What the exercise asks:
Where in the records does the word "flat" occur? Copy each line in which it does.

Stored dataset items
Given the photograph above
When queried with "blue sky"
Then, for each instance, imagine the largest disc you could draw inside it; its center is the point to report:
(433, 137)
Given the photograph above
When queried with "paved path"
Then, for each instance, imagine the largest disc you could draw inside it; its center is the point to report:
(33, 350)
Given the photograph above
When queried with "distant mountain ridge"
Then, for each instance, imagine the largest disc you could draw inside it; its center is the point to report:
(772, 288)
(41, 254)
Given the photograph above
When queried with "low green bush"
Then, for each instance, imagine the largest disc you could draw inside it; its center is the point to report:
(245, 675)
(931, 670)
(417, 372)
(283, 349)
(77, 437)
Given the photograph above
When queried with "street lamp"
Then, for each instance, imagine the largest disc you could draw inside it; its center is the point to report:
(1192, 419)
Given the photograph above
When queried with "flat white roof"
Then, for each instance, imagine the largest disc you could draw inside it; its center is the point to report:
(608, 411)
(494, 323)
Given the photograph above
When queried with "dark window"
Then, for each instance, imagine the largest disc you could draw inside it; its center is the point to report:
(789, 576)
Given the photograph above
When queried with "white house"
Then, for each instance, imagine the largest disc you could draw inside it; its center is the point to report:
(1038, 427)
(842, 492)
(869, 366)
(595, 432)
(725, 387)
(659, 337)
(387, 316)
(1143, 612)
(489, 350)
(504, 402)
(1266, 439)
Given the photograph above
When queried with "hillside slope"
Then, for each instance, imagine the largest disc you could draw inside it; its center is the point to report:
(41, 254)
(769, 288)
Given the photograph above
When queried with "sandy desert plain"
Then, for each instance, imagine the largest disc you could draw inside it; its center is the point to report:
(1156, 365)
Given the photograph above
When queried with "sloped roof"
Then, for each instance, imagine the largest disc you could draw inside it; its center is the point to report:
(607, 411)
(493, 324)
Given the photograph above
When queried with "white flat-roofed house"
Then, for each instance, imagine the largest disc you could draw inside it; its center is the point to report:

Reply to the exercise:
When queried with "flat white roof"
When queried with "white flat-roofed house"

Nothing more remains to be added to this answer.